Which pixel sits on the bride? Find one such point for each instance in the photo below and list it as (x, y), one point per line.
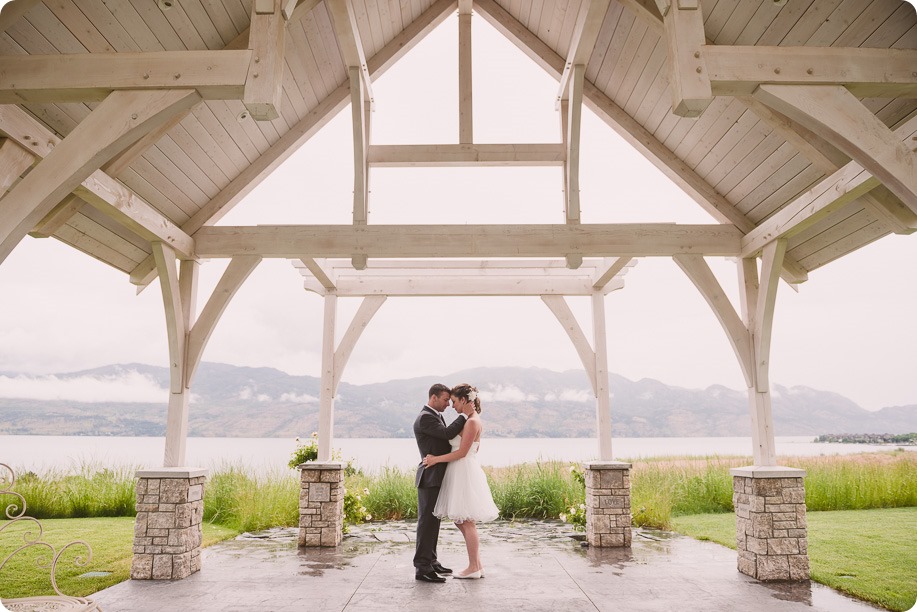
(464, 496)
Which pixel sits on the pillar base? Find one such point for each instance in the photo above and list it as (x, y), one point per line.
(167, 532)
(771, 534)
(608, 517)
(321, 504)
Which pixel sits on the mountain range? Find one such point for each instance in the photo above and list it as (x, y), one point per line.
(231, 401)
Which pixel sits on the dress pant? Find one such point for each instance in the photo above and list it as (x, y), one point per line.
(427, 530)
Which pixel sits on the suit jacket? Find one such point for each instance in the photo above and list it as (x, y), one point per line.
(433, 439)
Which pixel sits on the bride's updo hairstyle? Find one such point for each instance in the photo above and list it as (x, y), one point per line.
(466, 391)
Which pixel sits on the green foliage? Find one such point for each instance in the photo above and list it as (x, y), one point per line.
(866, 553)
(112, 549)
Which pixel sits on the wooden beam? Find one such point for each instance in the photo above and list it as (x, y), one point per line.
(264, 82)
(14, 160)
(99, 189)
(466, 123)
(86, 77)
(316, 119)
(585, 32)
(118, 121)
(238, 270)
(598, 240)
(324, 277)
(14, 10)
(558, 305)
(613, 267)
(630, 130)
(688, 76)
(347, 33)
(865, 72)
(368, 308)
(427, 286)
(696, 268)
(456, 155)
(842, 120)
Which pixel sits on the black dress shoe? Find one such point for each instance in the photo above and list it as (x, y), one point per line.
(429, 577)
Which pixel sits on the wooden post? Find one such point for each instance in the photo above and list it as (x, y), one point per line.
(602, 391)
(326, 399)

*Task objective*
Write every entry above as a two-column CSV with columns entry_text and answer, one row per entry, putting each value in a single quoted field with line breaks replaced by spaces. Leave the pictures out.

*The output*
entry_text,answer
"Which pixel sits on the bride? Find one such point for each instance in the photo below and list it as (x, y), one point per line.","(464, 496)"
"Which pixel sits on the pillar base? Find one such point for each instance in the photo above and list it as (x, y), one point per line.","(167, 532) (771, 534) (608, 517) (321, 504)"
"Which pixel sits on the mountain range? Find one such point for each instance in the photo above and list it as (x, y), one point per line.","(231, 401)"
"Which pixel sits on the dress pant? Find one such point for each instance in the photo above and list it as (x, y), one point per line.","(427, 530)"
"Which pixel sits on the suit jacket? Find one such point for each instance in the photo above and list it as (x, y), one point per line.","(433, 439)"
"Which pixel sits on the bride's updo hairstyle? Find one such point for each instance in the photo above and list it as (x, y), one point per line.","(466, 391)"
"Which pixel sits on the green foliage? Find one such point for each instance in the photo above and list it as (x, y), one point per line.","(866, 553) (112, 549)"
"Which pixel sits on the wooden beam? Find one such point for each instance in the photo above and list it as (x, y), one point per line.","(264, 82) (14, 160) (99, 189) (466, 123) (86, 77) (316, 119) (585, 32) (118, 121) (238, 270) (598, 240) (324, 277) (14, 10) (558, 305) (613, 267) (630, 130) (688, 76) (347, 33) (865, 72) (368, 308) (427, 286) (696, 268) (456, 155) (842, 120)"
"Which pixel sits on the black dress shoe? Find one such point for each instance in the photo above and list it as (x, y), one point per line.","(429, 577)"
"Which pixel sits on the wooden post? Find one such point for each instance in the photo above and list it as (x, y), one point per line.","(602, 391) (326, 399)"